Task goal.
Copy the items below word for word, from the line with "Could you provide the mask of every instance of the tree?" up to and including the line with "25L187 50L196 53L203". Leave the pictures out of your copy.

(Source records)
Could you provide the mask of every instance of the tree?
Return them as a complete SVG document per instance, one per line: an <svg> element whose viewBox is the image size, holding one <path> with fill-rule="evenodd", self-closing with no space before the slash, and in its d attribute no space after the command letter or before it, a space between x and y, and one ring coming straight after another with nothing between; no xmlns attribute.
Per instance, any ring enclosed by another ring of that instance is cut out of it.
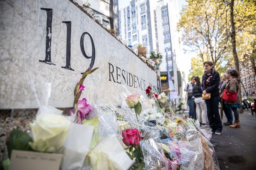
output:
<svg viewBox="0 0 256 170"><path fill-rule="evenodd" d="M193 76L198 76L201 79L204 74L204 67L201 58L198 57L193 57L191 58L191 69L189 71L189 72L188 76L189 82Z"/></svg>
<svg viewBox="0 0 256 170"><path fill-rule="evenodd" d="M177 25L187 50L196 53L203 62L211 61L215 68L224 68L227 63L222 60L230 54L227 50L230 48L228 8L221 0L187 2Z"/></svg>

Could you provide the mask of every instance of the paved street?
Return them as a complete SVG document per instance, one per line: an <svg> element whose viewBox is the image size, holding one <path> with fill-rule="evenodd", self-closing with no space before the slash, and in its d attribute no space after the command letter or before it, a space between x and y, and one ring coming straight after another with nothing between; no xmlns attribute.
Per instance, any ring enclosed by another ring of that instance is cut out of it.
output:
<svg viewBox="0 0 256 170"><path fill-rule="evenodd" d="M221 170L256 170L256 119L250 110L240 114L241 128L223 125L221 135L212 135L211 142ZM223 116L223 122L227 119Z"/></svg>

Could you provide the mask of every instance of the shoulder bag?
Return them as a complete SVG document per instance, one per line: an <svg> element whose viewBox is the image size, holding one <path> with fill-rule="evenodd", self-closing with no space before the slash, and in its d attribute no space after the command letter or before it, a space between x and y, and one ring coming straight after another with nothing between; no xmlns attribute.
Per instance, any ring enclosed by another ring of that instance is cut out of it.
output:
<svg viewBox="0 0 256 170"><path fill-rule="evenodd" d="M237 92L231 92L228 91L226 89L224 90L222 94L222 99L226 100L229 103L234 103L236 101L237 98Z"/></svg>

==

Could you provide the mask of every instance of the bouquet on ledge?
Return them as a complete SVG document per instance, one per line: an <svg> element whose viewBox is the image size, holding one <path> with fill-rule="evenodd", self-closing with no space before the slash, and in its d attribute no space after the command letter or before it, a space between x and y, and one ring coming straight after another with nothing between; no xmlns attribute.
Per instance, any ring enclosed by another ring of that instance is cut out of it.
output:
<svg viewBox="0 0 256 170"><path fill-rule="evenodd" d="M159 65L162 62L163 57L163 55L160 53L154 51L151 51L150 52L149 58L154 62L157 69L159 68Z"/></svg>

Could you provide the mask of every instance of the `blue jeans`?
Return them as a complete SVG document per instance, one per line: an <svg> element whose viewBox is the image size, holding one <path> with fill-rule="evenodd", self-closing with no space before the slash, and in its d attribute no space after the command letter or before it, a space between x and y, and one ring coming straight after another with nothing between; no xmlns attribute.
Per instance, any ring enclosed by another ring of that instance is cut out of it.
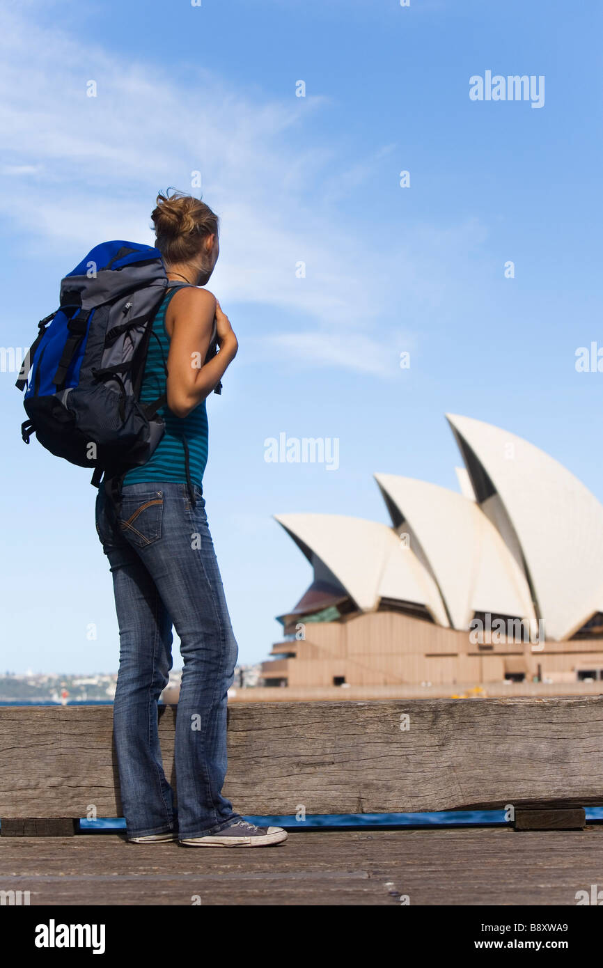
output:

Answer to the task.
Could you provide the mask of every instance of the tree?
Return them as a complete SVG document per instance, one per line: an <svg> element whose viewBox is the image size, holding one <path> with fill-rule="evenodd", self-closing with no space before the slash, and in its d attribute no space after the command letter or before it, a space between x and y, and one ring coming straight after another with nothing between; no xmlns attribute.
Per instance, any ring enclosed by another ring of that instance is cut out of it.
output:
<svg viewBox="0 0 256 170"><path fill-rule="evenodd" d="M193 76L198 76L201 79L204 74L204 67L201 58L198 57L193 57L191 58L191 69L189 71L189 72L188 76L189 82Z"/></svg>
<svg viewBox="0 0 256 170"><path fill-rule="evenodd" d="M177 25L187 50L196 53L203 62L211 61L215 68L224 68L227 63L222 60L230 54L227 50L230 48L228 8L221 0L187 2Z"/></svg>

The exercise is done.